Available data.
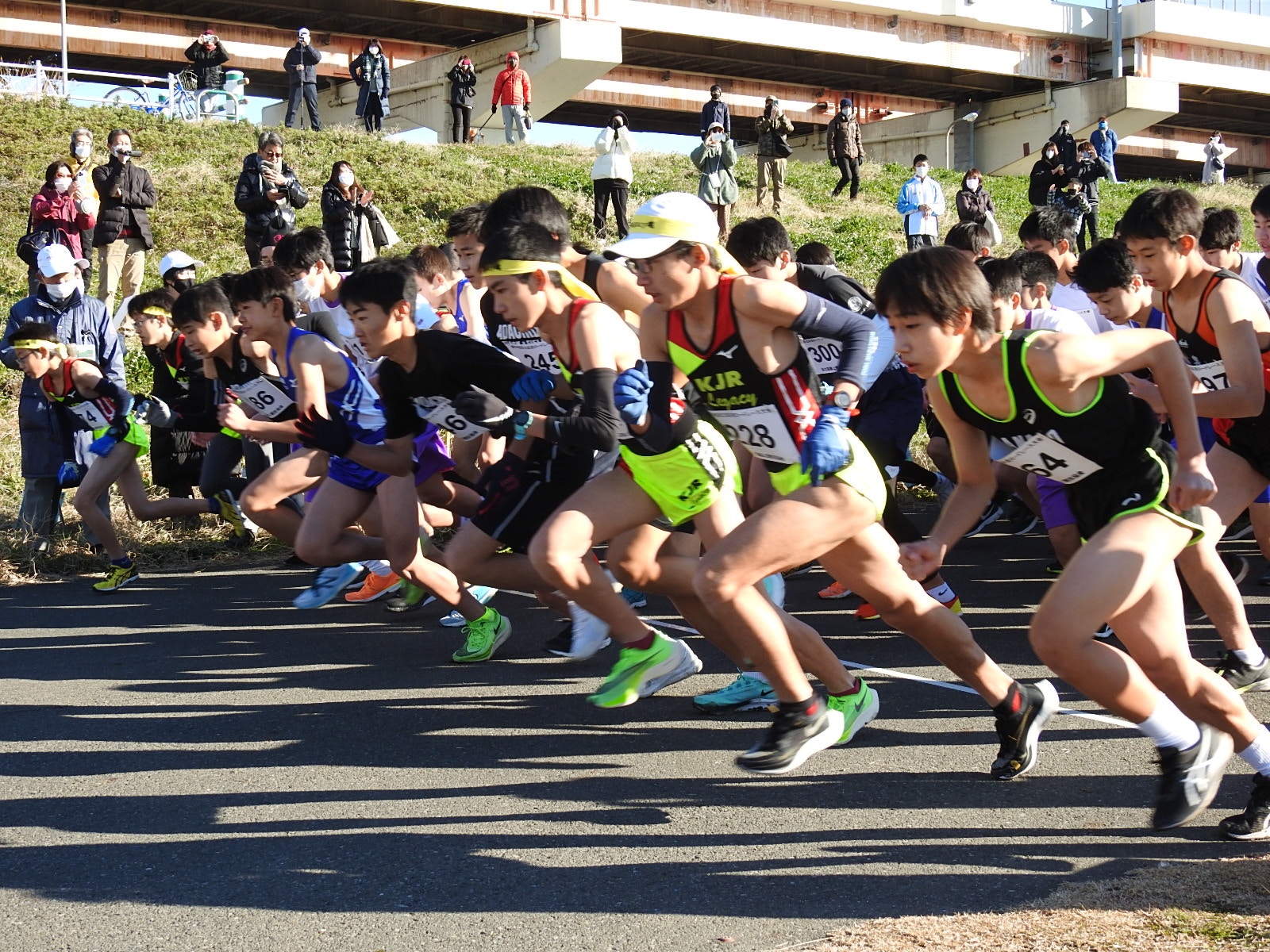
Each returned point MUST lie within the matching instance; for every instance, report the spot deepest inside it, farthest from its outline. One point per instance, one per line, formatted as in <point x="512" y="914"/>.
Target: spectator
<point x="1066" y="144"/>
<point x="1105" y="143"/>
<point x="611" y="175"/>
<point x="1214" y="160"/>
<point x="463" y="97"/>
<point x="84" y="324"/>
<point x="1089" y="171"/>
<point x="512" y="90"/>
<point x="122" y="234"/>
<point x="302" y="65"/>
<point x="772" y="127"/>
<point x="921" y="203"/>
<point x="343" y="206"/>
<point x="846" y="149"/>
<point x="209" y="56"/>
<point x="715" y="159"/>
<point x="267" y="194"/>
<point x="56" y="209"/>
<point x="371" y="74"/>
<point x="715" y="111"/>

Objective.
In your copy of the records, include no pictures; repeat everything else exactly.

Solution for this problem.
Each returned point MUST lie within the matching instance; for every instance, report the spot deepest inside it, farthest from its outline. One point per instance, one per line, formatted as in <point x="512" y="914"/>.
Target: spectator
<point x="1066" y="144"/>
<point x="1105" y="143"/>
<point x="611" y="175"/>
<point x="1214" y="160"/>
<point x="463" y="97"/>
<point x="84" y="324"/>
<point x="1089" y="171"/>
<point x="512" y="90"/>
<point x="122" y="234"/>
<point x="302" y="65"/>
<point x="772" y="127"/>
<point x="921" y="203"/>
<point x="343" y="206"/>
<point x="846" y="149"/>
<point x="209" y="56"/>
<point x="715" y="159"/>
<point x="267" y="194"/>
<point x="56" y="209"/>
<point x="371" y="74"/>
<point x="715" y="111"/>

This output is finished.